DATA FOR PROCESSING:

# # # # #

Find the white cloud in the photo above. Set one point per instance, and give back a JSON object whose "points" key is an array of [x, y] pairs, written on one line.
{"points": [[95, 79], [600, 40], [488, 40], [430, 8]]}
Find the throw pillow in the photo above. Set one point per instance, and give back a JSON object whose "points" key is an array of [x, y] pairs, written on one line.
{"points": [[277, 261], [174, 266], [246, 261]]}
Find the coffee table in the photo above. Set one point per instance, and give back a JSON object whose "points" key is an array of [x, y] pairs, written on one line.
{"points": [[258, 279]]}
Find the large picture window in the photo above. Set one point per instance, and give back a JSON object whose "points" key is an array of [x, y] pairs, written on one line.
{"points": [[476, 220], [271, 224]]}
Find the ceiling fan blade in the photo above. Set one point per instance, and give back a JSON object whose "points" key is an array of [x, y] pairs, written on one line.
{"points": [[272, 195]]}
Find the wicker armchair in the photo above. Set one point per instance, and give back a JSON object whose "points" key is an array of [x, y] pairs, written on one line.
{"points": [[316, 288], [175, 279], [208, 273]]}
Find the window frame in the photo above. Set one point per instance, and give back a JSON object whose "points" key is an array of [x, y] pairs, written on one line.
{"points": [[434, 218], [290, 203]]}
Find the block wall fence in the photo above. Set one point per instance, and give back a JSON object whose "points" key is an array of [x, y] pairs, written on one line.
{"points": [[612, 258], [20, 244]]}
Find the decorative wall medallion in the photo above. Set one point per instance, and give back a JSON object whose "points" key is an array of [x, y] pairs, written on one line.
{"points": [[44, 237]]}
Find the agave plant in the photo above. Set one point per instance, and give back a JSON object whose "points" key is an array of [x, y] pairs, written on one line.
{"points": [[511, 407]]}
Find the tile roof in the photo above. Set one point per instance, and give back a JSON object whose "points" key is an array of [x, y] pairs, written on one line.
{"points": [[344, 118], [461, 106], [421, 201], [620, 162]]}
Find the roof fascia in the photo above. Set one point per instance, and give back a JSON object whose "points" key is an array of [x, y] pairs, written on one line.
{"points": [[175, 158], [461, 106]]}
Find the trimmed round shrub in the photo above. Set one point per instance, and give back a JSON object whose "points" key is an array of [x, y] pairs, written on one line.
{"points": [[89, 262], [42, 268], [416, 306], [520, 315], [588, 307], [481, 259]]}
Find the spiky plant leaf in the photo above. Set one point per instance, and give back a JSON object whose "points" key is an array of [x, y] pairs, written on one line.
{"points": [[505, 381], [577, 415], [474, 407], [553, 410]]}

# # # # #

REQUIRED WORK:
Copy the whole listing above word for word, every line in its original order, with nothing changed.

SOLVED PROBLEM:
Find the white cloud in the photo above. Set one point per instance, and give back a JSON object whose "points" key is an array of [x, y] pairs, written on one line.
{"points": [[95, 79], [600, 40], [488, 40], [430, 8]]}
Find the throw pillow in the photo above. Set one point per instance, and give back a JSON object whose "points" key is an array of [x, y] pairs, written on one line.
{"points": [[277, 261], [174, 266], [246, 261]]}
Find the coffee table in the photo above. Set one point per instance, and give back a JSON object whose "points" key is an array of [x, y] pairs, written on one line.
{"points": [[258, 279]]}
Find the large picture window in the photo above. Set one point per instance, and give back a JSON object whose "points" key is an array of [x, y] pairs, written on one line.
{"points": [[476, 220], [271, 224]]}
Find the ceiling fan blade in the photo above. Set one point per instance, and give back a JSON object whose "points" key is an array of [x, y] pairs, written on one line.
{"points": [[272, 195]]}
Find the wicker armchair in the photo above. Set one point per instance, and give back a JSON object whose "points" key is an array of [x, y] pairs, written on one line.
{"points": [[316, 288], [175, 279], [208, 273]]}
Find the window frame in the photo above. Set one point per instance, and give back a JSON object whose "points" key is an array of [x, y] pairs, written on one line.
{"points": [[434, 218], [290, 203]]}
Find the block wall fence in the photo above. Set one point per instance, and give back a JSON object whose "points" key is an array of [x, y] pairs, written on one line.
{"points": [[612, 258], [20, 244]]}
Find the decorative wall medallion in the photo above. Set one point per instance, and give back a JSON object whose "points" key is an array of [x, y] pairs, written on one line.
{"points": [[44, 237]]}
Find the agave plant in the photo above. Set one point per instance, and give back a JSON object whose "points" key is an array of [x, y] pairs, written on one line.
{"points": [[511, 407]]}
Find the tile roof in the photo above. Set one point per instance, and give back a JSON object whose "points" key is an array of [x, y] pairs, written on one line.
{"points": [[344, 118], [461, 106], [421, 201], [620, 162]]}
Find the roof fascia in the photo above. Set one point per instance, and give back a JSON object whose "points" key is an array of [x, y] pairs, written on one line.
{"points": [[175, 158], [461, 106]]}
Find the trimmed round shrub in the photo above. Set one point per instance, and give back a JSON object whose "points" key is an array of [x, y] pairs, written on one line.
{"points": [[89, 262], [42, 268], [416, 306], [520, 315], [588, 307], [481, 259]]}
Find the spiky plant leaf in the photo above. Set one point per instance, and give back a JSON object whose "points" key is an array of [x, y] pairs, written on one line.
{"points": [[505, 381], [577, 415], [474, 407], [553, 410]]}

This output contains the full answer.